== Record set ==
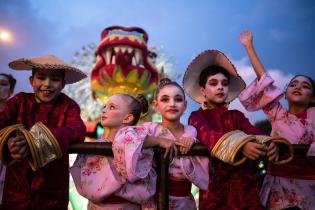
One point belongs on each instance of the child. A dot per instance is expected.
(128, 180)
(39, 128)
(212, 81)
(7, 84)
(291, 185)
(170, 102)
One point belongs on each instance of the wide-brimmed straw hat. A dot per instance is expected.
(204, 60)
(49, 62)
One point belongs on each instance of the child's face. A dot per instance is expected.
(4, 88)
(299, 91)
(170, 103)
(216, 89)
(115, 112)
(46, 84)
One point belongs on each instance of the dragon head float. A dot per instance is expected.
(123, 64)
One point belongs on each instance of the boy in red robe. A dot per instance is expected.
(36, 130)
(212, 81)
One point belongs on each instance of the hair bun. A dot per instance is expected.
(164, 81)
(143, 102)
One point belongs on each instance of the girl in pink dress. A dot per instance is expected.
(128, 180)
(291, 185)
(170, 102)
(7, 84)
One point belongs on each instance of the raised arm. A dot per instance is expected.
(246, 39)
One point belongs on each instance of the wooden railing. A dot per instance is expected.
(105, 149)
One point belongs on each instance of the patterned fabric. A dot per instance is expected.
(195, 169)
(231, 187)
(285, 186)
(47, 188)
(129, 175)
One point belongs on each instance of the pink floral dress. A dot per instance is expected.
(128, 176)
(183, 170)
(292, 184)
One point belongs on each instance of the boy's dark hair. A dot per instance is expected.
(313, 87)
(164, 82)
(138, 105)
(11, 79)
(210, 71)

== About this exercise ==
The line containing "One point belongs on each instance of the hair" begins the span, and the last line of the records above ends it. Return that span exactly, and nothing outside it.

== Response ==
One point belongs on each instance of the hair bun. A dot per instance is expected.
(164, 81)
(143, 102)
One point belongs on each instance of the girl in pink dress. A dot per instance is expected.
(128, 180)
(291, 185)
(170, 102)
(7, 84)
One point belongs on each instance of the raised arm. A dot per instance is expected.
(246, 39)
One point belongs on each instance of the wooden railing. A dot per instance is expected.
(105, 149)
One point belongs on each instance of the patterned fabric. A dot per instance is expected.
(195, 169)
(231, 187)
(285, 186)
(47, 188)
(129, 175)
One point belongs on each instance of the pink floral dress. A dot per instance is expected.
(128, 176)
(183, 170)
(292, 184)
One point belongs on each instance of the boy's dark hair. A dot per instance is expected.
(313, 87)
(164, 82)
(138, 105)
(11, 79)
(210, 71)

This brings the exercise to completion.